START DOCUMENT PASSAGE
# Need advice for making flounder gigging light



## Padillac (Oct 26, 2012)

Hi everybody, this is my first post so I'm new to the forum, but I am about to atempt a build, and was looking for some advice. 
So this is basically the rig:
-Backpack with 12v car deep cycle battery
-5 foot pvc pole with a really REALLY bright light sealed in.

I go out gigging with a buddy of mine that has the set up with one 50w 12v halogen flood light in it, and it is pretty bright, but when the water is murky it seems inadequate. Now I know that led bulbs can be a lot brighter for the amount of power used, but quite honestly I'm carrying a car battery around on my back... Efficiency isnt really that big of a deal. My main concern is brightness. I have read on a few threads that some very powerful led's (maybe cree) put out a LOT of heat, which is a concern of mine. The current halogen bulbs put out a lot of heat, but since the unit is under water, it seems to effectively cool it. My question is, will the super powerful led's be hotter, and could this cause me problems for underwater use?
Do yall have any recommendations for me? (please keep in mind that I am on a college student budget)
I have looked into just mounting this on there: http://www.ebay.com/itm/New-LED-Und...?forcev4exp=true&forceRpt=true#ht_2136wt_1271

Do yall think this would be bright enough?

Only requirement= must only use led's or CREE leds (not halogen)

Thats about it... Here's a picture of what I would like to make the finished product look somewhat like:






Thanks fellas!!


----------



## AnAppleSnail (Oct 26, 2012)

If I were to make something like this, I'd basically make one exactly like your gigging light - but use a chunk of metal in place of the end PVC bit. I'd probably:


1. Drink something tasty.
2. Take a hole say to a 2" (threaded for easier maintenance) metal end cap so I can bore out a window.
3. Put down a bead of silicone or a real O-ring for some sealing.
4. Stick a sturdy piece of plastic or glass there. Stick more silicone or an O-ring on top.
5. Thread a short piece of metal pipe in to press the glass or plastic firmly in place. Now you've got a waterproof clear end.
6. Get a metal end-cap that fits INSIDE the 2" one. This will pass heat from the LED to the metal housing, which passes heat to the water. Running this thing on high power out of water might overheat it, but the only way around that is BIG (heavy) metal bits. If you're determined to go that route, make the first foot or so metal, with thick metal joints to the LED holder. Drill a hole in the little end-cap near the edge. This lets the wires through.
7. Grind the end-cap the LED will go on so that the 'end' is flat, smooth metal. I suggest finishing with 1000 grit or finer on a block.

All these parts together give you a block of metal with a flat LED-friendly surface behind your clear window. It carries heat out of the LED and lets you attach it to a stick. The hole lets you pass wires up to your electronics.

8. Order stuff: 12v input LED driver, with output of 2 to 3 amps. This gives you around 1000 lumen, which will be a fair bit brighter than a 55W halogen. Also get "thermal adhesive."
9. Order LED. A Cree XM-L on a 20mm star is easy to work with. Cold-white should do you fine, 'Neutral white' may work better in muck. Nothing will see through really thick mud, though.
END DOCUMENT PASSAGE
START DATASET CONTENT
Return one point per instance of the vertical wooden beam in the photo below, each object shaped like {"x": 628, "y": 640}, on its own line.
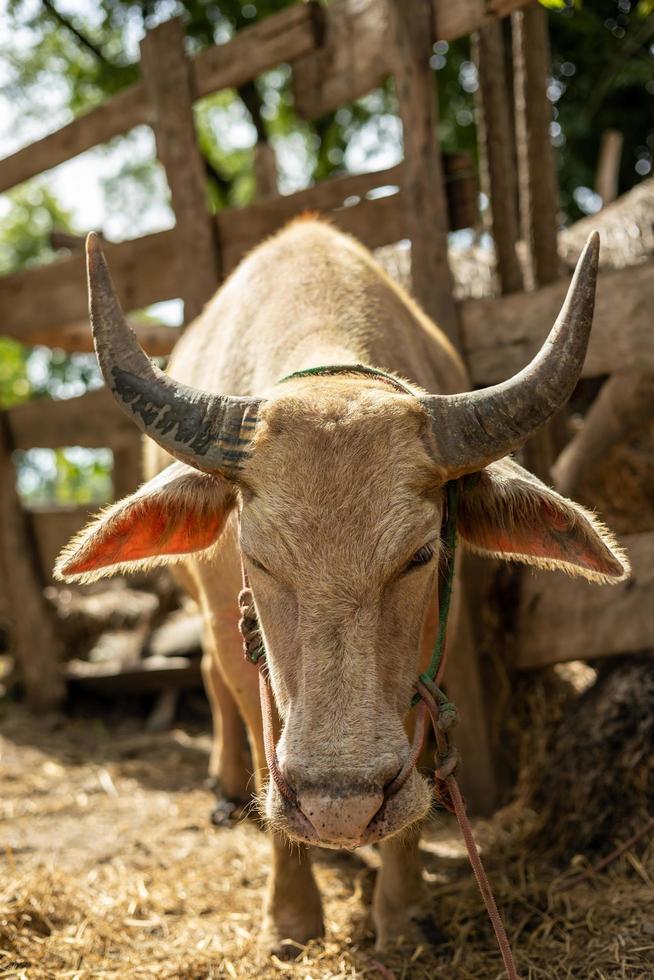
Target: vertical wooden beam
END DATASET CONTENT
*REQUIRED WORK*:
From the flounder gigging light thread, extract the passage starting with "2. Take a hole" and going on through "for some sealing.", copied word for word.

*THE OUTPUT*:
2. Take a hole say to a 2" (threaded for easier maintenance) metal end cap so I can bore out a window.
3. Put down a bead of silicone or a real O-ring for some sealing.